**GIVEN TASK 1**
From the alerting guide, list each alert whose severity label is set to critical.
**GIVEN TASK 2**
Please answer these questions using the alerting guide:
(a) What three jobs does it give Alertmanager?
(b) What for: duration does the HighLatency rule use?
(c) What command reloads rules without a restart?
**GIVEN TASK 3**
Carry the alerting guide forward from its final line.

━━ SOURCE PASSAGE

Steven's Knowledge

Alerting

Alert rules, Alertmanager routing, grouping, inhibition - building an alerting setup that pages humans only when needed

Alerting

Two pieces work together:

  • Prometheus evaluates alert rules on a schedule. When a rule's expression is true, an alert fires.
  • Alertmanager receives firing alerts, deduplicates and groups them, and routes to receivers (Slack, PagerDuty, email...).

Alert Rules

Rules live in YAML files referenced from prometheus.yml's rule_files::

# alerts/application.yml
groups:
  - name: application
    rules:
      - alert: HighErrorRate
        expr: |
          sum(rate(http_requests_total{status=~"5.."}[5m]))
          / sum(rate(http_requests_total[5m])) > 0.05
        for: 5m
        labels:
          severity: critical
        annotations:
          summary: "High error rate ({{ $value | humanizePercentage }})"
          description: "Error rate is above 5% for more than 5 minutes."

      - alert: HighLatency
        expr: |
          histogram_quantile(0.99, sum by (le) (rate(http_request_duration_seconds_bucket[5m])))
          > 2
        for: 10m
        labels:
          severity: warning
        annotations:
          summary: "P99 latency is {{ $value }}s (threshold: 2s)"

      - alert: PodCrashLooping
        expr: rate(kube_pod_container_status_restarts_total[15m]) > 0
        for: 5m
        labels:
          severity: critical
          team: platform
        annotations:
          summary: "Pod {{ $labels.pod }} is crash looping in {{ $labels.namespace }}"

  - name: infrastructure
    rules:
      - alert: HighMemoryUsage
        expr: |
          (node_memory_MemTotal_bytes - node_memory_MemAvailable_bytes)
          / node_memory_MemTotal_bytes > 0.90
        for: 10m
        labels:
          severity: warning
        annotations:
          summary: "Memory above 90% on {{ $labels.instance }}"

      - alert: DiskSpaceLow
        expr: |
          (node_filesystem_avail_bytes{mountpoint="/"} / node_filesystem_size_bytes{mountpoint="/"})
          < 0.10
        for: 5m
        labels:
          severity: critical
        annotations:
          summary: "Disk space below 10% on {{ $labels.instance }}"

      - alert: TargetDown
        expr: up == 0
        for: 5m
        labels:
          severity: critical
        annotations:
          summary: "Target {{ $labels.job }}/{{ $labels.instance }} is down"

The for: Clause is Crucial

for: 5m means "the expression must be true continuously for 5 minutes before firing." Without it, every brief spike pages you. Tune for: per alert based on:

  • How long is "long enough to care"?
  • How long can you tolerate noticing?
  • How noisy is the underlying metric?

A typical baseline: for: 2m for clear failures, for: 10-15m for warning-level latency/saturation alerts.

Reload Rules Without Restart

curl -X POST http://prometheus:9090/-/reload

Alertmanager

Alertmanager turns firing alerts into messages someone will read. Three jobs: grouping, routing, silencing.

# alertmanager.yml
global:
  resolve_timeout: 5m
  slack_api_url: "https://hooks.slack.com/services/xxx/xxx/xxx"

━━━━
━━ DATASET EXTRACT

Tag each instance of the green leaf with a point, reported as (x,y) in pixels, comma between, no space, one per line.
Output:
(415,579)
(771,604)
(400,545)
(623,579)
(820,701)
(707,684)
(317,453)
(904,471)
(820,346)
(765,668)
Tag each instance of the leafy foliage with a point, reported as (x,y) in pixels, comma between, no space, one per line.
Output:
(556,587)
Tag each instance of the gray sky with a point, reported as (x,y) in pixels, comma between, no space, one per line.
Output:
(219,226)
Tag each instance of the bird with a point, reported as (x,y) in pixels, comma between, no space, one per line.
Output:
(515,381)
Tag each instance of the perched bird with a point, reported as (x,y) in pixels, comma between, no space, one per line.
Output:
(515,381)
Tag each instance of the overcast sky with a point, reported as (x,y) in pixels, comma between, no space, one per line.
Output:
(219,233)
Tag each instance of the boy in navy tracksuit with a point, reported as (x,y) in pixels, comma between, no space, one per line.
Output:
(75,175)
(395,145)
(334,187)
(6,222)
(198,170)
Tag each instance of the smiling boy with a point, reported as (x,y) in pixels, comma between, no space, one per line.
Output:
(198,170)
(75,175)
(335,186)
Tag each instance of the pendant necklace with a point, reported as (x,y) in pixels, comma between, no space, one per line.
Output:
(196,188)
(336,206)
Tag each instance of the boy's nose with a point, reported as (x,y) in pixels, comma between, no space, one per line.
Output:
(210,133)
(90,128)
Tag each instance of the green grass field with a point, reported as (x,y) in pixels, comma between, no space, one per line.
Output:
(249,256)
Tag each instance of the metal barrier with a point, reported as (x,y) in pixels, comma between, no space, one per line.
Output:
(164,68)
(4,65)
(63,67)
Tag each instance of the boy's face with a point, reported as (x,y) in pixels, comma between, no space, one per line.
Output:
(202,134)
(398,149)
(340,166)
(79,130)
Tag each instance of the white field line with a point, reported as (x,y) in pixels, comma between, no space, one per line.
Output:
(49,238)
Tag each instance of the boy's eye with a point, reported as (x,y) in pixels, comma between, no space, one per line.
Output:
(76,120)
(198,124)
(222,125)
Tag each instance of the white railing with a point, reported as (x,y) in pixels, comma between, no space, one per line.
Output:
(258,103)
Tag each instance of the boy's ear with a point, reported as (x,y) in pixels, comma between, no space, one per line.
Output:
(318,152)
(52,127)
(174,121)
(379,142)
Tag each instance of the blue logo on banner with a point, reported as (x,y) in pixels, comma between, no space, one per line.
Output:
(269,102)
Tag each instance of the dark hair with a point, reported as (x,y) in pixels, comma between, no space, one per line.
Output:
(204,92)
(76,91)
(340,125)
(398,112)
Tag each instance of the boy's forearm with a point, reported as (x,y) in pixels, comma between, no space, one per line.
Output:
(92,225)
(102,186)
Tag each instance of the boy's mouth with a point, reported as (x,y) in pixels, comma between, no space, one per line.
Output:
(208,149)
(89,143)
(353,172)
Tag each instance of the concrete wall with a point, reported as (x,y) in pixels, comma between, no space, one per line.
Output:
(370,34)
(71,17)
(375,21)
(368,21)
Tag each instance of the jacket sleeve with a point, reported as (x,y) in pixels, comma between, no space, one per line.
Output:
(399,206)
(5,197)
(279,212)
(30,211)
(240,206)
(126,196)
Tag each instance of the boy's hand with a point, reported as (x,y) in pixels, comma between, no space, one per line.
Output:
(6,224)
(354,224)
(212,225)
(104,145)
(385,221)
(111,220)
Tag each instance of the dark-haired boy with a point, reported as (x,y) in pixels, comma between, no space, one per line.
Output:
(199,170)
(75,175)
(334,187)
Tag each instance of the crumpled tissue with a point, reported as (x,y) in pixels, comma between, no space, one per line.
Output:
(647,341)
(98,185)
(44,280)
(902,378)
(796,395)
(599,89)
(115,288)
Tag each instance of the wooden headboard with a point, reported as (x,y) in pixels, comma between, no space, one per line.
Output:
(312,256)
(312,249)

━━━━

**TASK OUTPUT 1**
HighErrorRate, PodCrashLooping, DiskSpaceLow, TargetDown

**TASK OUTPUT 2**
(a) Grouping, routing, silencing.
(b) 10m
(c) curl -X POST http://prometheus:9090/-/reload

**TASK OUTPUT 3**
route:
  receiver: "default"
  group_by: ["alertname", "severity", "team"]   # same alert across hosts = one notification
  group_wait: 30s                                # wait briefly to gather more firings before paging
  group_interval: 5m                             # send updates every 5m if more alerts are added
  repeat_interval: 4h                            # re-notify for unresolved alerts every 4h

  routes:
    # Critical → PagerDuty + Slack
    - match: { severity: critical }
      receiver: "pagerduty"
      continue: true
    - match: { severity: critical }
      receiver: "slack-critical"

    # Warnings → Slack only
    - match: { severity: warning }
      receiver: "slack-warning"

    # Per-team routing
    - match: { team: data }
      receiver: "slack-data-team"
      continue: true

receivers:
  - name: "default"
    slack_configs:
      - channel: "#alerts"
        title: '{{ .CommonAnnotations.summary }}'
        text: '{{ .CommonAnnotations.description }}'

  - name: "slack-critical"
    slack_configs:
      - channel: "#alerts-critical"
        title: '🚨 {{ .CommonAnnotations.summary }}'

  - name: "slack-warning"
    slack_configs:
      - channel: "#alerts-warning"
        title: '⚠️ {{ .CommonAnnotations.summary }}'

  - name: "slack-data-team"
    slack_configs:
      - channel: "#data-alerts"

  - name: "pagerduty"
    pagerduty_configs:
      - routing_key: "YOUR_PD_ROUTING_KEY"
        severity: critical

# Inhibition: when a critical fires, suppress warnings for the same target
inhibit_rules:
  - source_match: { severity: "critical" }
    target_match: { severity: "warning" }
    equal: ["alertname", "instance"]

Grouping

A bad day looks like 200 pods crashing and 200 separate pages. Grouping collapses them into one notification:

group_by: ["alertname", "severity"]
group_wait: 30s
  • alertname: same alert (PodCrashLooping) groups together.
  • group_wait: 30s: when the first alert in a new group fires, wait 30s before paging — usually the other 199 arrive in that window.

Choose your group_by keys to collapse the noise but keep ownership distinguishable.

Routing

Routes are a tree. Each route can match labels and forward to a receiver. With continue: true the alert keeps walking the tree, hitting more receivers. Without it, the first match wins.

Common patterns:

GoalApproach
Critical pages on-call AND posts to SlackTwo routes matching severity: critical, first has continue: true
Team A's alerts go to Team A's channelmatch: { team: A } route to their receiver
Office-hours-only warningsmute_time_intervals on the route
Test alerts to a dev channelmatch: { environment: dev } route

Inhibition

Inhibition suppresses lower-severity alerts when a higher-severity one is firing for the same target. Without it, a downed node generates one NodeDown and twenty derivative alerts.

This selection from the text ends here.